■ GOAL OF THE EXERCISE: Starting at the first line of the records and ending at the line that contains "<point>418,815</point>", write every line out again with the requests included. Add -138 to each coordinate in the answer points, and leave the requests and their sample points unchanged.

■ PROVIDED INFORMATION:
--------

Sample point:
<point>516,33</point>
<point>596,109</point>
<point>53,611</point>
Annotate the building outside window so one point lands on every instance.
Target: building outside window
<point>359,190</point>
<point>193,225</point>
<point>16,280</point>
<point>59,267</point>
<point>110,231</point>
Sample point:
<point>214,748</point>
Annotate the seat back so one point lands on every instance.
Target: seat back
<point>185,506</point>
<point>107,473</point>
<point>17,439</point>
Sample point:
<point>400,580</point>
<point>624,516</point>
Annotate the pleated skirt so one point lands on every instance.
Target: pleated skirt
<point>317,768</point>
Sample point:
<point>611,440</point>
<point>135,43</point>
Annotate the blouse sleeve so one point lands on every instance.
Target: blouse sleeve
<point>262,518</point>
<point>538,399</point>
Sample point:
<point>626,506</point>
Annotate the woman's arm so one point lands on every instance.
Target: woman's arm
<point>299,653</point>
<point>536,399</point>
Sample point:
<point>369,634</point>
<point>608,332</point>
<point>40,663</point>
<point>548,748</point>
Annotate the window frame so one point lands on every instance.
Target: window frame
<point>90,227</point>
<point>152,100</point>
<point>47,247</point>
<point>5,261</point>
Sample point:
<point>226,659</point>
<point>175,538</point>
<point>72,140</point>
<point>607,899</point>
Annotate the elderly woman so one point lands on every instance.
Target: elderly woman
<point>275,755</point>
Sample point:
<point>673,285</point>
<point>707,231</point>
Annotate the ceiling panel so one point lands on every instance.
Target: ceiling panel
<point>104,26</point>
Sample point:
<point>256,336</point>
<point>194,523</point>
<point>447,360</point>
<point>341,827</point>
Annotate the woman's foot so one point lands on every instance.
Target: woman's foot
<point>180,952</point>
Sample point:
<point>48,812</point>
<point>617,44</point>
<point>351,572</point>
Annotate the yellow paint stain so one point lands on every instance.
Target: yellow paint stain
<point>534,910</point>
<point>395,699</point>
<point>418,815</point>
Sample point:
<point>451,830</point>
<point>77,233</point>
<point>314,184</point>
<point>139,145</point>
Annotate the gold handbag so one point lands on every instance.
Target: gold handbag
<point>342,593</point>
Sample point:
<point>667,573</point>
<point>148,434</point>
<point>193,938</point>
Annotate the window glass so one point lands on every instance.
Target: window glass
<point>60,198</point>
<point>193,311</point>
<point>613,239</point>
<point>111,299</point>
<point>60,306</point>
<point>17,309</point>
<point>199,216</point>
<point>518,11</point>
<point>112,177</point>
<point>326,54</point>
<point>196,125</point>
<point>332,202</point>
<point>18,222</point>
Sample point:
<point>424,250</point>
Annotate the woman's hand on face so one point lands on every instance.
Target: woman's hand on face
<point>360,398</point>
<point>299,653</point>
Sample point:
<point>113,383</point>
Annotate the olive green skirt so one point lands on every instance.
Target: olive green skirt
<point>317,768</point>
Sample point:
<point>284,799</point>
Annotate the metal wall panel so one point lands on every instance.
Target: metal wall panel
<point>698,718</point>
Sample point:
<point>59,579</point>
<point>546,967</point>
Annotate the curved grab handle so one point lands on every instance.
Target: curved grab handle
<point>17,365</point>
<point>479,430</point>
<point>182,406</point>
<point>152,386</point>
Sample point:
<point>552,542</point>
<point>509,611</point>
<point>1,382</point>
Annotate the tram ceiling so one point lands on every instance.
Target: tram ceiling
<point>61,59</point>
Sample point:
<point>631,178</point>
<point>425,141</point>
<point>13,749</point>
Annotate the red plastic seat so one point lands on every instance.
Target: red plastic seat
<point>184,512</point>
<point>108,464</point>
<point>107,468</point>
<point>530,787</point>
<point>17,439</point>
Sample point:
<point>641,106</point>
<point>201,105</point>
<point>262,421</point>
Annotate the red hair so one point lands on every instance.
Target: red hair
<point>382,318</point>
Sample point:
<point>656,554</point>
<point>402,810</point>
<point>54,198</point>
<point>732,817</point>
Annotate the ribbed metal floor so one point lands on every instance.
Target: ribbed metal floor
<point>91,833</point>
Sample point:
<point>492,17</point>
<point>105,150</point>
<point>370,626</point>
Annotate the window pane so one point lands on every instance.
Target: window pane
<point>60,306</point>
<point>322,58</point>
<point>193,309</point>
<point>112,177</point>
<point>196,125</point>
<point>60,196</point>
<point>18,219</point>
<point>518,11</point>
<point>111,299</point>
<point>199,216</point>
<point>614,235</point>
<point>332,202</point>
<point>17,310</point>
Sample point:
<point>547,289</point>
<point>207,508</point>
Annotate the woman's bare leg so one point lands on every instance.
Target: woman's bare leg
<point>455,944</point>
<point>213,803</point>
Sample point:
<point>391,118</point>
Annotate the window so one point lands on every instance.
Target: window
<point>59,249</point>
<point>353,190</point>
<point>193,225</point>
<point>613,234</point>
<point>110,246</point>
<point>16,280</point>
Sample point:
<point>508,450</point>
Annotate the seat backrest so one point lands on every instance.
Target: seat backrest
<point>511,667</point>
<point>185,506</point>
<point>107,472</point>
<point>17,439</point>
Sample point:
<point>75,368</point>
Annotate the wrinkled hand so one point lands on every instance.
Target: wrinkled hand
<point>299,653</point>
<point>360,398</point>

--------

■ TASK RESPONSE:
Sample point:
<point>516,33</point>
<point>596,109</point>
<point>53,611</point>
Annotate the building outside window so one point lands on every instance.
Target: building outside window
<point>221,52</point>
<point>55,87</point>
<point>-122,142</point>
<point>-79,129</point>
<point>-28,93</point>
Sample point:
<point>214,748</point>
Annotate the seat back so one point lands on every instance.
Target: seat back
<point>47,368</point>
<point>-31,335</point>
<point>-121,301</point>
Sample point:
<point>400,580</point>
<point>624,516</point>
Annotate the pleated skirt so one point lands on every instance.
Target: pleated skirt
<point>179,630</point>
Sample point:
<point>611,440</point>
<point>135,43</point>
Annotate the blouse sleeve so one point lands on every instance.
Target: blouse sleeve
<point>124,380</point>
<point>400,261</point>
Sample point:
<point>626,506</point>
Annotate the woman's arm so one point lands on every instance.
Target: woman's arm
<point>161,515</point>
<point>398,261</point>
Sample point:
<point>369,634</point>
<point>608,332</point>
<point>40,663</point>
<point>548,748</point>
Annotate the window frame so one point lands on every instance.
Target: window frame
<point>-48,89</point>
<point>14,-38</point>
<point>-91,109</point>
<point>-133,123</point>
Sample point:
<point>226,659</point>
<point>175,538</point>
<point>72,140</point>
<point>607,899</point>
Annotate the elderly woman so one point lands on every instance.
Target: elderly woman
<point>137,617</point>
Sample point:
<point>673,285</point>
<point>707,231</point>
Annotate the ceiling panel so one point lands on every instance.
Target: ceiling panel
<point>-34,-112</point>
Sample point:
<point>256,336</point>
<point>194,523</point>
<point>447,360</point>
<point>341,827</point>
Annotate the woman's foot so one point lands on every instance.
Target: woman's foot
<point>42,814</point>
Sample point:
<point>48,812</point>
<point>617,44</point>
<point>351,572</point>
Annotate the yellow paint stain so one point lands on every instance.
Target: yellow paint stain
<point>396,772</point>
<point>257,561</point>
<point>280,677</point>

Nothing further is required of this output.